# Saved data entries
· · ·

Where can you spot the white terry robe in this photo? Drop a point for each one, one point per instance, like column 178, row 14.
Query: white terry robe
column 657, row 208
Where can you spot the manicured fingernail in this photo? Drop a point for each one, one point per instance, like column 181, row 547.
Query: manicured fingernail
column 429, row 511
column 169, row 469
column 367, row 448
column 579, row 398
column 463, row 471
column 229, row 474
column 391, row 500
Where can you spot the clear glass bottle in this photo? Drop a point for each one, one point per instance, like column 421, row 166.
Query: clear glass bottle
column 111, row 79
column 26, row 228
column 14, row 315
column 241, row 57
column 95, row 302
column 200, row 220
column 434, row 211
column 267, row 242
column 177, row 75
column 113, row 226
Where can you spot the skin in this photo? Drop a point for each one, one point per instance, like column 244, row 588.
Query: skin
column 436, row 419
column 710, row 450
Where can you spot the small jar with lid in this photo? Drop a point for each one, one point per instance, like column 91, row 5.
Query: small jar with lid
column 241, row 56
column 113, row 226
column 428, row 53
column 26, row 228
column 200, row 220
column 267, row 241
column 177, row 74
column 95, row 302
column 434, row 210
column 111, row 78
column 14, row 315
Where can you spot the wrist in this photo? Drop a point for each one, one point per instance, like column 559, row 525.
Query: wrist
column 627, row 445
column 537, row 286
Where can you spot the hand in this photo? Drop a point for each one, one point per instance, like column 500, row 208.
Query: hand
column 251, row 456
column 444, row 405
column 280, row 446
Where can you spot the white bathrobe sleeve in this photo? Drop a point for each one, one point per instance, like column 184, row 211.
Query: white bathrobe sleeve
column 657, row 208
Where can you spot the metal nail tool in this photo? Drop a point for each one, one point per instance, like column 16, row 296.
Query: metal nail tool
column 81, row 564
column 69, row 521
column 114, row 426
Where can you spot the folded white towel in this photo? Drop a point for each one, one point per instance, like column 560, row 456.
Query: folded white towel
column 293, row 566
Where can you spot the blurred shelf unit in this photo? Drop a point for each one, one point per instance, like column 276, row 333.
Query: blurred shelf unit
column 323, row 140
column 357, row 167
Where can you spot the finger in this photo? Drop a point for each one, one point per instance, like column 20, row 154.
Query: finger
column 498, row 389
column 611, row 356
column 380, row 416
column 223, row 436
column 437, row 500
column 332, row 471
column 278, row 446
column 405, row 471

· · ·

Every line in the data above that contains "instance" needs to be copied.

Where can you spot the white terry robe in this photo? Drop a point for each one, one point per instance, like column 178, row 14.
Where can you spot the manicured fingernail in this photo? Drop a point for each one, one point per instance, like column 181, row 547.
Where can you spot the clear glass bottle in this photo? Drop a point for each one, one point per instance, like column 421, row 166.
Where can you spot the skin in this photo? Drop a point for each one, one point per instance, like column 244, row 588.
Where can you spot the small jar with lid in this photo? Drop a point for each one, one point per instance, like column 91, row 5.
Where can you spot the wrist in this photo? Drop a point for each one, one point per instance, like column 559, row 525.
Where can you spot the hand in this photo? Drop a point for each one, one point per instance, like column 500, row 208.
Where can you spot the white bathrobe sleeve in this photo? Drop a point for each one, one point per instance, like column 184, row 211.
Where can you spot the metal nail tool in this photo? Drop a point for each one, one point per instance, like column 16, row 296.
Where can you spot the folded white towel in this photo? Drop a point for each one, one point per instance, like column 560, row 456.
Where can you spot the blurred shelf unit in this photo? Drop a point for each one, one point per instance, like column 276, row 333.
Where can you spot the finger in this photo? Drop a point for each one, one point per instance, like column 20, row 154.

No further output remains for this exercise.